CONSIGNE: Reproduisez intégralement le texte sur l'utopie, sans rien y modifier.

TEXTE SUPPORT:
Dans la langue courante, le mot tend à prendre principalement le sens que lui confère le dictionnaire : " idéal, vue politique ou sociale qui ne tient pas compte de la réalité. " Utopie ? " Chimère, illusion, mirage, rêve", dit le Robert.
Le mot serait-il condamné dès le départ par son étymologie ? En effet, Le terme utopie, inventé par Thomas More est un néologisme grec "ou" = non, et "topos" = lieu, signifie étymologiquement un lieu inexistant, un lieu de "nulle part". C'est une conception d'une société idéale où les rapports humains sont réglés mécaniquement ou harmonieusement.
Pourquoi l'utopie ?
- Pour prendre du recul
L'Utopie tend à se constituer comme l'image d'un univers ordonné s'opposant au chaos. Le recours à la fiction est un procédé qui permet de prendre ses distances par rapport au présent pour mieux le relativiser et le décrire, d'une manière aussi concrète que possible. L'épanouissement du genre utopique correspond à une période où l'on pense justement que, plutôt que d'attendre un monde meilleur dans un au-delà providentiel, les hommes devraient construire autrement leurs formes d'organisation politique et sociale pour venir à bout des vices, des guerres et des misères. Développer l'Utopie vise à convaincre les autres que d'autres modes de vie sont possibles.
L'utopie traduit une manière de penser caractéristique de l'humanisme. La société idéale peut-être une construction humaine, sans qu'il faille compter sur la Providence divine ou sur un changement surnaturel. L'utopie a pour vocation de projeter un idéal social, non de le réaliser : métaphoriquement, l'utopie ressemble à une ligne d'horizon vers laquelle l'on tend, sans jamais l'atteindre. Et d'ailleurs, l'utopie, justement parce qu'elle n'existe pas, invite d'autant mieux à l'idéalisation.

ENTRÉES FOURNIES:

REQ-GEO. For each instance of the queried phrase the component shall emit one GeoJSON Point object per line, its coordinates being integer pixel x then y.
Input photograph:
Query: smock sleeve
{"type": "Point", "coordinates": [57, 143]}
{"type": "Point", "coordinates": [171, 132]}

CORRIGÉ:
Dans la langue courante, le mot tend à prendre principalement le sens que lui confère le dictionnaire : " idéal, vue politique ou sociale qui ne tient pas compte de la réalité. " Utopie ? " Chimère, illusion, mirage, rêve", dit le Robert.
Le mot serait-il condamné dès le départ par son étymologie ? En effet, Le terme utopie, inventé par Thomas More est un néologisme grec "ou" = non, et "topos" = lieu, signifie étymologiquement un lieu inexistant, un lieu de "nulle part". C'est une conception d'une société idéale où les rapports humains sont réglés mécaniquement ou harmonieusement.
Pourquoi l'utopie ?
- Pour prendre du recul
L'Utopie tend à se constituer comme l'image d'un univers ordonné s'opposant au chaos. Le recours à la fiction est un procédé qui permet de prendre ses distances par rapport au présent pour mieux le relativiser et le décrire, d'une manière aussi concrète que possible. L'épanouissement du genre utopique correspond à une période où l'on pense justement que, plutôt que d'attendre un monde meilleur dans un au-delà providentiel, les hommes devraient construire autrement leurs formes d'organisation politique et sociale pour venir à bout des vices, des guerres et des misères. Développer l'Utopie vise à convaincre les autres que d'autres modes de vie sont possibles.
L'utopie traduit une manière de penser caractéristique de l'humanisme. La société idéale peut-être une construction humaine, sans qu'il faille compter sur la Providence divine ou sur un changement surnaturel. L'utopie a pour vocation de projeter un idéal social, non de le réaliser : métaphoriquement, l'utopie ressemble à une ligne d'horizon vers laquelle l'on tend, sans jamais l'atteindre. Et d'ailleurs, l'utopie, justement parce qu'elle n'existe pas, invite d'autant mieux à l'idéalisation.